-- Start --

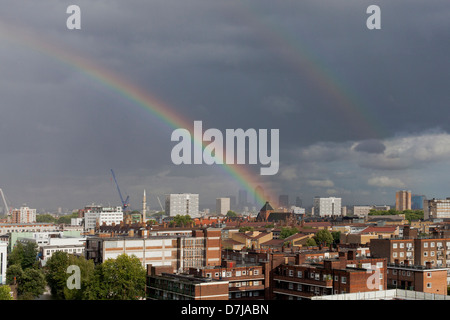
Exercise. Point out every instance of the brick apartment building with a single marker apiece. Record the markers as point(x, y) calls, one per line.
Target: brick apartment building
point(418, 278)
point(170, 286)
point(179, 252)
point(246, 281)
point(413, 251)
point(346, 274)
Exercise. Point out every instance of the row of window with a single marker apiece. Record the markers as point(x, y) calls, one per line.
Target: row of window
point(237, 273)
point(406, 273)
point(430, 244)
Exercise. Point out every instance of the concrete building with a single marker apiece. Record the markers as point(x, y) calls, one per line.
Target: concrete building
point(223, 206)
point(182, 204)
point(23, 215)
point(436, 209)
point(346, 274)
point(169, 286)
point(327, 206)
point(246, 281)
point(98, 215)
point(403, 200)
point(179, 252)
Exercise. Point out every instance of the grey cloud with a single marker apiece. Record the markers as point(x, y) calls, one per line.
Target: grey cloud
point(370, 146)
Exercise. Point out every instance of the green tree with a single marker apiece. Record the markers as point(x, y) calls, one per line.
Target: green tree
point(117, 279)
point(31, 284)
point(56, 273)
point(323, 237)
point(246, 228)
point(5, 292)
point(57, 276)
point(13, 272)
point(86, 274)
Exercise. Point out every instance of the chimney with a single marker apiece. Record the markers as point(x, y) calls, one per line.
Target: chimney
point(351, 255)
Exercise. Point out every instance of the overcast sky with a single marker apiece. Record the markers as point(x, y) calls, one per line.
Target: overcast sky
point(361, 113)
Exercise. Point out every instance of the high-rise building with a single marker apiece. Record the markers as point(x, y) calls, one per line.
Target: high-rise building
point(436, 209)
point(222, 205)
point(298, 202)
point(242, 198)
point(327, 206)
point(417, 202)
point(283, 201)
point(182, 204)
point(23, 215)
point(232, 202)
point(403, 200)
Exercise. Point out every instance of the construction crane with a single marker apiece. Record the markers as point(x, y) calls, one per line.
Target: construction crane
point(4, 202)
point(162, 209)
point(125, 203)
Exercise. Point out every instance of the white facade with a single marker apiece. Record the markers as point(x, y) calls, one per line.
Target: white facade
point(71, 245)
point(327, 206)
point(24, 215)
point(222, 206)
point(3, 253)
point(436, 209)
point(107, 215)
point(182, 204)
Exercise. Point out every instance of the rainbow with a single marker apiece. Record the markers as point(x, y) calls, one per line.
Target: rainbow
point(130, 91)
point(290, 48)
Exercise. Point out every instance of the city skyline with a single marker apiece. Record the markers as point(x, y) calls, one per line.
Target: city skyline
point(361, 113)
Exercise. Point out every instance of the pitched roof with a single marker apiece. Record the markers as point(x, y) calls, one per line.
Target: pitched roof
point(266, 207)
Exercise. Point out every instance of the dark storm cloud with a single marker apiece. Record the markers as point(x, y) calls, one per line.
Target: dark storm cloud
point(370, 146)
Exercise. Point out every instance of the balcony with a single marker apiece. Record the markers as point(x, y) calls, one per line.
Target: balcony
point(322, 283)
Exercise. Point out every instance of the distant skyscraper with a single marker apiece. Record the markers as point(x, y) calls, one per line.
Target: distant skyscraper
point(298, 202)
point(403, 200)
point(232, 202)
point(222, 206)
point(283, 201)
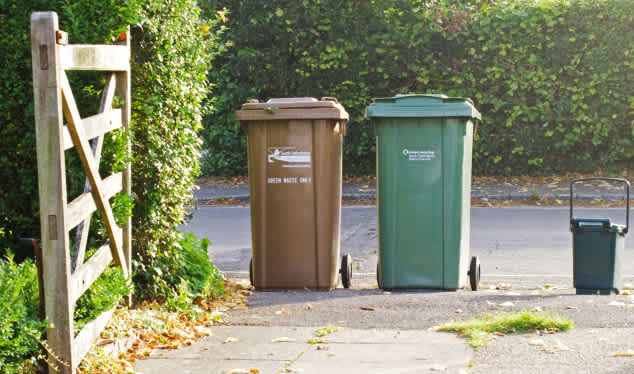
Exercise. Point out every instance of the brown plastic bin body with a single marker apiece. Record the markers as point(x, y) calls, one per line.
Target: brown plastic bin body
point(295, 156)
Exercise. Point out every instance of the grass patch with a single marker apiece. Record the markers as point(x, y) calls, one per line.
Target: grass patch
point(316, 341)
point(323, 331)
point(478, 329)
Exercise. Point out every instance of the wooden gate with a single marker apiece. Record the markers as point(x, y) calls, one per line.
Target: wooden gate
point(67, 277)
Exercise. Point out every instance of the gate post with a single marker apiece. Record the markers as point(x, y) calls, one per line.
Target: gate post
point(52, 187)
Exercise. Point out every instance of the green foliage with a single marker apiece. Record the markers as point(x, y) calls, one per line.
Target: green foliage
point(478, 329)
point(553, 78)
point(20, 325)
point(86, 22)
point(172, 48)
point(186, 275)
point(104, 294)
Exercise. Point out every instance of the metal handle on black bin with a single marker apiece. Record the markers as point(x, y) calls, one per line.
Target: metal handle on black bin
point(627, 200)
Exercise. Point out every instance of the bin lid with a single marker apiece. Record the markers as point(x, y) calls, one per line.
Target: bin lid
point(292, 108)
point(424, 106)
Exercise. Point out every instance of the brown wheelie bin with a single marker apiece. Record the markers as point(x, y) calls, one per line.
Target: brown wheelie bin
point(295, 151)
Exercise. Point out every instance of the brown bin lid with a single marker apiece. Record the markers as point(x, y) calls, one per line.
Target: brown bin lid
point(292, 108)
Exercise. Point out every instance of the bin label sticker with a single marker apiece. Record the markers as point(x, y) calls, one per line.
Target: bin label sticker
point(288, 157)
point(425, 155)
point(289, 180)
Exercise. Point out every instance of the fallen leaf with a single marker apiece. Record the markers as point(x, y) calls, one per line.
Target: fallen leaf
point(539, 342)
point(283, 339)
point(203, 331)
point(238, 371)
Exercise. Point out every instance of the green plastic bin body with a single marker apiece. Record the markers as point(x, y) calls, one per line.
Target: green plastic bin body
point(598, 249)
point(424, 146)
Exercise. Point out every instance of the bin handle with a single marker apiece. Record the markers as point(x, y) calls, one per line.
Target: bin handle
point(620, 180)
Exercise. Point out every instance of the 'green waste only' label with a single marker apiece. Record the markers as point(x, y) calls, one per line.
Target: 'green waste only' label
point(412, 155)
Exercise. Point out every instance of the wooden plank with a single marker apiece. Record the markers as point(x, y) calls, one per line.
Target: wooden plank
point(95, 57)
point(124, 91)
point(84, 204)
point(81, 235)
point(87, 160)
point(87, 336)
point(96, 126)
point(90, 271)
point(52, 187)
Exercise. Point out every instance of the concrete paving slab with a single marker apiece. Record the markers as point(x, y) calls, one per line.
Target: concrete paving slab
point(388, 336)
point(232, 347)
point(348, 351)
point(382, 351)
point(577, 351)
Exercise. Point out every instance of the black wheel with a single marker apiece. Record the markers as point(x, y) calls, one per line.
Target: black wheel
point(346, 270)
point(474, 273)
point(251, 272)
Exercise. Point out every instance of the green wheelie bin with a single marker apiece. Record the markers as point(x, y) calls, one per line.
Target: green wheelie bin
point(424, 146)
point(598, 247)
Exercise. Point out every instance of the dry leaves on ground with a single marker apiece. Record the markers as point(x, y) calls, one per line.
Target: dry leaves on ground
point(151, 326)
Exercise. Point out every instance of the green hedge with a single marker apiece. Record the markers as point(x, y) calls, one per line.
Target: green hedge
point(85, 22)
point(172, 48)
point(553, 78)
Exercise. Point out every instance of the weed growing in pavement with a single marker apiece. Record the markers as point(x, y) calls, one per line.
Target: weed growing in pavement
point(478, 329)
point(316, 341)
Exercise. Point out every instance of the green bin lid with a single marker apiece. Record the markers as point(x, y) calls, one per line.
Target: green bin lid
point(423, 106)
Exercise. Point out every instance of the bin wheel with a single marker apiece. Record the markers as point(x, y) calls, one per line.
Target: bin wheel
point(346, 270)
point(251, 271)
point(474, 273)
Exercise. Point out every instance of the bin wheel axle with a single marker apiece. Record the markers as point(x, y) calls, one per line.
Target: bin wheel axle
point(474, 273)
point(346, 270)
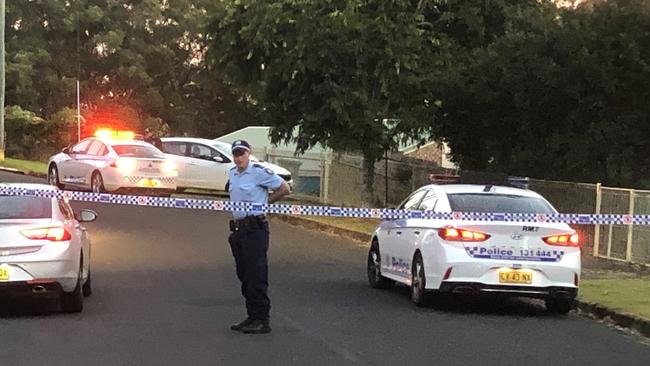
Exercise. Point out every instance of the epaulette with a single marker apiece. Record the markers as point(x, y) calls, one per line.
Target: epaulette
point(267, 170)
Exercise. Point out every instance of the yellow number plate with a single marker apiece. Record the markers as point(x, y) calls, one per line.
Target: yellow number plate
point(4, 274)
point(149, 183)
point(515, 276)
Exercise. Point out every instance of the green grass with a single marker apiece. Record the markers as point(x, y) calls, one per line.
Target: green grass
point(25, 165)
point(630, 295)
point(366, 226)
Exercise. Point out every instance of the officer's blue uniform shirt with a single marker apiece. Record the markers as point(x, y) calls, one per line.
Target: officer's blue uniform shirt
point(252, 185)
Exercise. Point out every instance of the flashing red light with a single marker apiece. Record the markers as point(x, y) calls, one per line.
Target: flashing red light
point(455, 234)
point(107, 134)
point(565, 240)
point(444, 178)
point(52, 233)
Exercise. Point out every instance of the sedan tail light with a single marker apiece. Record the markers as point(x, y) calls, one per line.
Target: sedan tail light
point(565, 240)
point(456, 234)
point(53, 233)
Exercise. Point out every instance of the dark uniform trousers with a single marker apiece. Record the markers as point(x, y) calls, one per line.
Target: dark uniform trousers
point(249, 242)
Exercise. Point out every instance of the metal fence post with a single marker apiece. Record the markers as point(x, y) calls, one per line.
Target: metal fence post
point(630, 230)
point(599, 201)
point(325, 178)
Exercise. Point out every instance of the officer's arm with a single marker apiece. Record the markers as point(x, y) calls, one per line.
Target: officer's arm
point(282, 191)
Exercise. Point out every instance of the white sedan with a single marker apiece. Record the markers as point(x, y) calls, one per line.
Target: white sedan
point(204, 164)
point(112, 163)
point(522, 259)
point(44, 249)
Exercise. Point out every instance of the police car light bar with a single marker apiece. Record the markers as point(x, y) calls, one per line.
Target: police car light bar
point(443, 178)
point(106, 134)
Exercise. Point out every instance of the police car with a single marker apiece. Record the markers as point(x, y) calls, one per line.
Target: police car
point(540, 260)
point(113, 161)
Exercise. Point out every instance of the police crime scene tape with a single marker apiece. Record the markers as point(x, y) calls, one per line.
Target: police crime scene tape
point(310, 210)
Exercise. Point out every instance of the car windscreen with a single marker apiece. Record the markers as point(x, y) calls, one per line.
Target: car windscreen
point(138, 151)
point(22, 207)
point(500, 203)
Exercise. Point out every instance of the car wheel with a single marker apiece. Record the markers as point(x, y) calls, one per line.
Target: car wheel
point(418, 281)
point(53, 177)
point(559, 305)
point(97, 183)
point(72, 302)
point(87, 288)
point(374, 269)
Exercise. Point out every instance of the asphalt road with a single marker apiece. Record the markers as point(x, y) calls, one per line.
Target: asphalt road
point(165, 293)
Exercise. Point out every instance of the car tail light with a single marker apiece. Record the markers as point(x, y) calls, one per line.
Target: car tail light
point(447, 274)
point(125, 166)
point(566, 240)
point(456, 234)
point(169, 168)
point(54, 233)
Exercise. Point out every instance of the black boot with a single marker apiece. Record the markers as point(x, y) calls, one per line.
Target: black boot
point(257, 327)
point(238, 327)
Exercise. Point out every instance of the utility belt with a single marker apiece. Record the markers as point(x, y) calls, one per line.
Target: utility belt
point(249, 223)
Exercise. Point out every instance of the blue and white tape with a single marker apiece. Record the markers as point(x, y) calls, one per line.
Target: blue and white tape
point(309, 210)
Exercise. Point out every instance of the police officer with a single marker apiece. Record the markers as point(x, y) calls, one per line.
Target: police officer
point(249, 238)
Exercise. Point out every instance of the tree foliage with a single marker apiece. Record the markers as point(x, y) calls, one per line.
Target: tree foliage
point(339, 72)
point(145, 56)
point(561, 96)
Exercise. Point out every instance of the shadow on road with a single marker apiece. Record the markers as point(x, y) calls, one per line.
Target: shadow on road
point(485, 304)
point(24, 307)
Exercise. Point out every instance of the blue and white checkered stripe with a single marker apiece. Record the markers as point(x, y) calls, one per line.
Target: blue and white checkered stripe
point(314, 210)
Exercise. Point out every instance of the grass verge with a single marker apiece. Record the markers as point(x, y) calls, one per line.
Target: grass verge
point(629, 295)
point(25, 165)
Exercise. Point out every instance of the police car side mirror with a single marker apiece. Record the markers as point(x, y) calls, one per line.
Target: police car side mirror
point(87, 216)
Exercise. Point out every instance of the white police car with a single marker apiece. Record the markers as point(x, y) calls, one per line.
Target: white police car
point(522, 259)
point(113, 161)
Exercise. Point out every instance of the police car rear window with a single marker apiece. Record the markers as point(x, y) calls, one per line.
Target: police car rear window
point(20, 207)
point(138, 151)
point(500, 203)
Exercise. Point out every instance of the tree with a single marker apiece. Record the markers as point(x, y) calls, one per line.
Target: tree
point(142, 55)
point(561, 96)
point(338, 71)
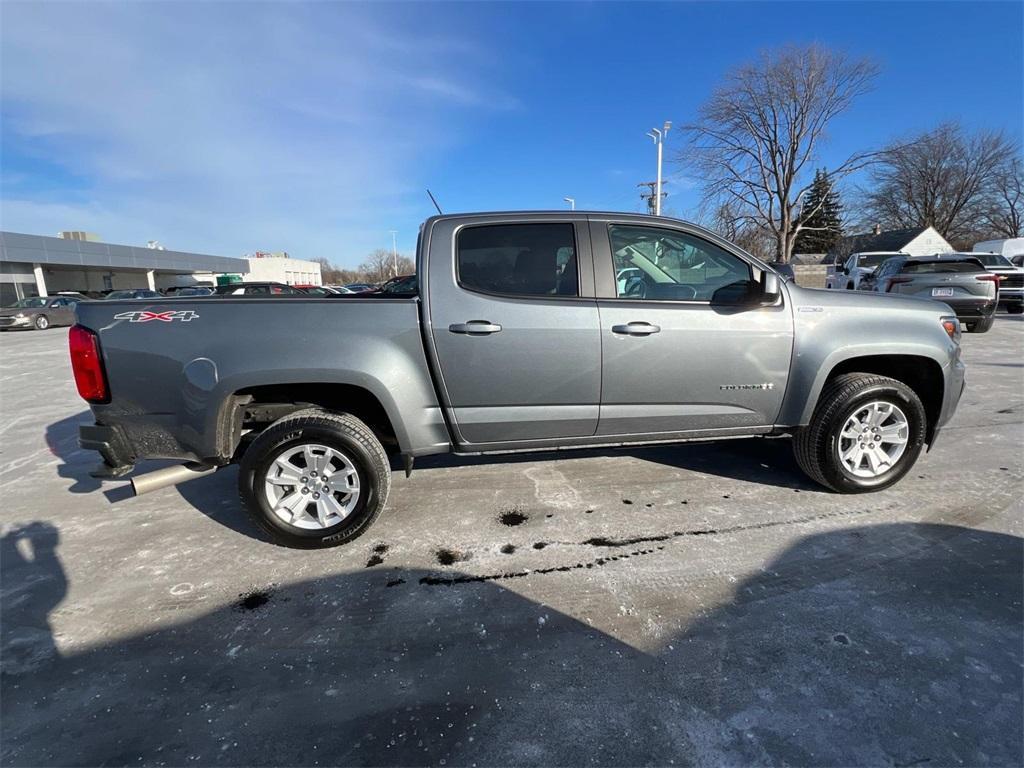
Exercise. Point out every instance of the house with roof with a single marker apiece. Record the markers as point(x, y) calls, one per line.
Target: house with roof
point(920, 241)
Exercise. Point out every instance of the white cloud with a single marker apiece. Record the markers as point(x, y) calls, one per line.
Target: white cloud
point(227, 128)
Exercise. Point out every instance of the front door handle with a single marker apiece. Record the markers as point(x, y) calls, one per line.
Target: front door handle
point(636, 329)
point(475, 328)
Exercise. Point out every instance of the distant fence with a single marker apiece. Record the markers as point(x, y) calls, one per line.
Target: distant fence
point(810, 275)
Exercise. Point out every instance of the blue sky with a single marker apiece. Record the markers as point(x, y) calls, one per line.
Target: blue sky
point(314, 128)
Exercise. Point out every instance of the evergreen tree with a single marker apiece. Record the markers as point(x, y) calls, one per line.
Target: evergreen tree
point(824, 213)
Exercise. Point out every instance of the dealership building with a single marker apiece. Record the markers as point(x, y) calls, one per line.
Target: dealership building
point(37, 265)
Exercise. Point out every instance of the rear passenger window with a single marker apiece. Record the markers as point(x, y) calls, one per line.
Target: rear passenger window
point(518, 259)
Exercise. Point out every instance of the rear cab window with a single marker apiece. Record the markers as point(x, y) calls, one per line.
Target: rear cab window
point(536, 259)
point(922, 267)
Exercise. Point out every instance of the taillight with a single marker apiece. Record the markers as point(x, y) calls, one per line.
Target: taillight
point(951, 327)
point(87, 365)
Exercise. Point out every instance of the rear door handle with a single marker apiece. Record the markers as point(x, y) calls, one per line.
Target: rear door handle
point(636, 329)
point(475, 328)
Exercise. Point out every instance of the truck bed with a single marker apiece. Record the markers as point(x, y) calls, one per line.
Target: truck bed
point(177, 368)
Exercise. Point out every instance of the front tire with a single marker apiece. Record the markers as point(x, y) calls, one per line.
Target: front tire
point(314, 478)
point(866, 433)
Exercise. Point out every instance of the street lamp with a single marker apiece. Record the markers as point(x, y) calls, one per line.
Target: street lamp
point(658, 136)
point(394, 250)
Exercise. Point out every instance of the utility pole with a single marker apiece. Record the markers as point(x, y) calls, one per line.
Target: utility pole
point(649, 196)
point(658, 136)
point(394, 250)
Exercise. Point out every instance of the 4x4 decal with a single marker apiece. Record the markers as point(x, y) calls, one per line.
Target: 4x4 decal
point(168, 316)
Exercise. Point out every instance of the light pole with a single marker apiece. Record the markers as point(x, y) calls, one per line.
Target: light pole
point(394, 250)
point(658, 136)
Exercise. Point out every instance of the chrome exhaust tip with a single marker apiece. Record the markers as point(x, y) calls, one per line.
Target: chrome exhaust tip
point(161, 478)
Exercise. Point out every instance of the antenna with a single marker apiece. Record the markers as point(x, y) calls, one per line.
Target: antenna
point(435, 203)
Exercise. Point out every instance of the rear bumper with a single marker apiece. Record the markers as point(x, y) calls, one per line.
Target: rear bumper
point(110, 442)
point(955, 383)
point(1011, 296)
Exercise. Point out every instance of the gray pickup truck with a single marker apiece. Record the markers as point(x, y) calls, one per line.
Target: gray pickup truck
point(527, 332)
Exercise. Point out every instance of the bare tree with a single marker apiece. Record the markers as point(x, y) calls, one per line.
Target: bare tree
point(944, 178)
point(757, 138)
point(1006, 212)
point(378, 266)
point(735, 228)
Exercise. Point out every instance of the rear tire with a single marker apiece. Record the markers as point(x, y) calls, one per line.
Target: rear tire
point(819, 448)
point(341, 478)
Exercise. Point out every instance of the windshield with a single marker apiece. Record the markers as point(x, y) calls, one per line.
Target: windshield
point(36, 301)
point(872, 259)
point(992, 259)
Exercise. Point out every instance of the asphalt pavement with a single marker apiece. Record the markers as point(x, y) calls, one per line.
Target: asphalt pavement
point(693, 604)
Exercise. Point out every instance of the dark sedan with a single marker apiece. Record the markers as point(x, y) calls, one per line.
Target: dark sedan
point(39, 312)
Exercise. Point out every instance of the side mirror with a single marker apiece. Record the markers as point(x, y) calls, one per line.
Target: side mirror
point(769, 287)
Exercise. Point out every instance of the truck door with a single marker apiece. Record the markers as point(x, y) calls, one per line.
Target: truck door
point(513, 323)
point(684, 348)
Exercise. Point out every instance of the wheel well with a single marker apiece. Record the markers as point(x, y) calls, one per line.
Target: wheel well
point(264, 404)
point(923, 375)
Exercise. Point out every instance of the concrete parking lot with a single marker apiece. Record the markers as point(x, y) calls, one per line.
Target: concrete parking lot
point(695, 604)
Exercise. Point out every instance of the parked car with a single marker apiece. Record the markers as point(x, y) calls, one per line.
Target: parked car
point(197, 290)
point(848, 275)
point(194, 291)
point(1011, 280)
point(783, 268)
point(258, 289)
point(133, 293)
point(958, 281)
point(39, 312)
point(406, 285)
point(323, 290)
point(519, 340)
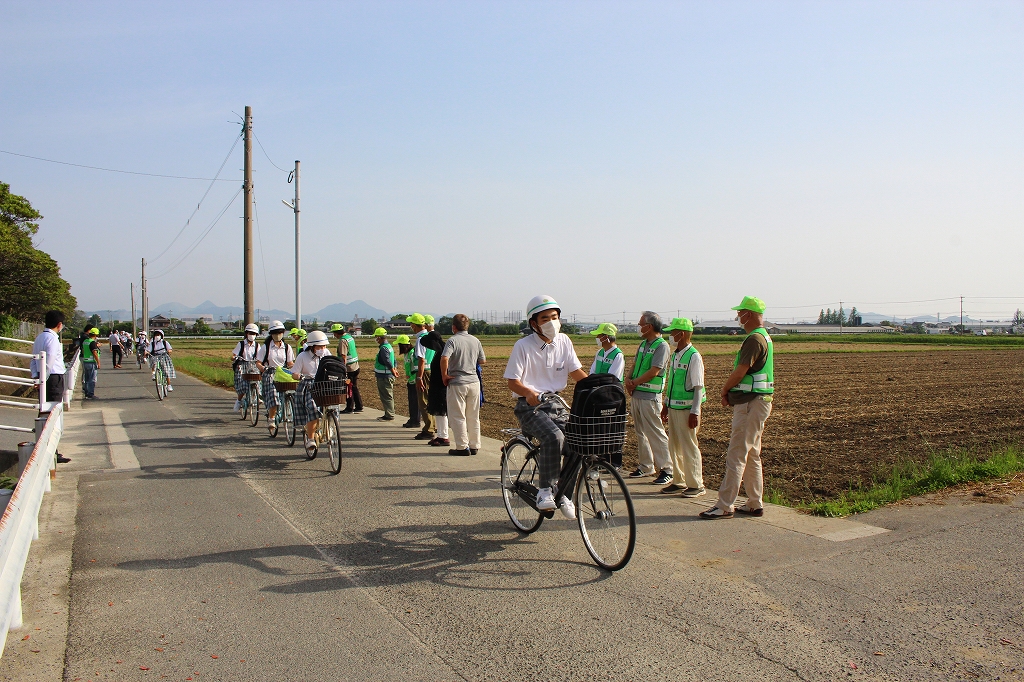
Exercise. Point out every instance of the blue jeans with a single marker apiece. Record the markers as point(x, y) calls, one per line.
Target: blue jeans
point(89, 378)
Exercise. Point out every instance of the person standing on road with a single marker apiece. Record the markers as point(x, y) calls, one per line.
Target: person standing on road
point(460, 357)
point(385, 372)
point(90, 364)
point(348, 354)
point(542, 363)
point(117, 351)
point(409, 363)
point(749, 390)
point(644, 386)
point(609, 358)
point(684, 395)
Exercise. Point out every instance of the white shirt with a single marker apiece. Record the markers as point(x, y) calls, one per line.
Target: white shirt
point(306, 364)
point(48, 341)
point(543, 367)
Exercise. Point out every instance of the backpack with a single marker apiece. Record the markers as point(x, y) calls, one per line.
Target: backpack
point(597, 419)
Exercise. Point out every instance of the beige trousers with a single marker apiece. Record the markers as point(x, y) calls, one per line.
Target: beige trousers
point(685, 452)
point(742, 461)
point(651, 437)
point(464, 415)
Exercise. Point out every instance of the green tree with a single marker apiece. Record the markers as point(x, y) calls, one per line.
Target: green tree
point(30, 280)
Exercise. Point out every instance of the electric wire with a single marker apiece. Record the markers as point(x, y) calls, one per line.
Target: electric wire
point(199, 240)
point(115, 170)
point(183, 227)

-- End --

=== Goal ===
Quote verbatim the portion of the entries that begins with the line containing "Exercise. Point out every instance of the house" and ends with the line containing "point(922, 267)", including both of those lines and nothing else.

=== Output of the exercise ===
Exercise. Point out every instance of the house with roof with a single marker apiece. Record the markers as point(x, y) calls, one per line.
Target: house with roof
point(920, 241)
Exercise. Point out every instance of the white cloud with a single marker apiece. Record the markers as point(x, y) calls, one per line.
Target: white cloud
point(227, 128)
Exercise. Point out every instance of the front door handle with a single marker apiece. Record the markers as point(x, y) calls, one per line.
Target: front door handle
point(636, 329)
point(475, 328)
Exercise. Point out every instance of the distant fence with a single marker apiece. Record the markers as point(x, y) calls, one per line.
Target: distant fence
point(810, 275)
Exercise. Point out every instance of the blue sky with a single marker apiece. Record the markers as point(x, y) calls, one per line.
Target: blue sky
point(314, 128)
Exercise. Point out every instance of the evergreen tree with a single marker apiece. Record the markers as point(x, y) calls, one per line.
Target: evergreen tree
point(824, 213)
Exercise. Point out every instance of the dealership building with a single marker apiece. Record the markers as point(x, y) calls, one per line.
Target: dealership building
point(37, 265)
Exercise. Point out every instance of the rear passenger window with a single marker apiece. Record the markers as point(x, y) calls, one per line.
Target: rear passenger window
point(518, 259)
Exercise. Point out every instance of the rear cab window with a single marker apiece. Record the markers as point(x, y) calls, one per line.
Target: rear cab window
point(536, 259)
point(922, 267)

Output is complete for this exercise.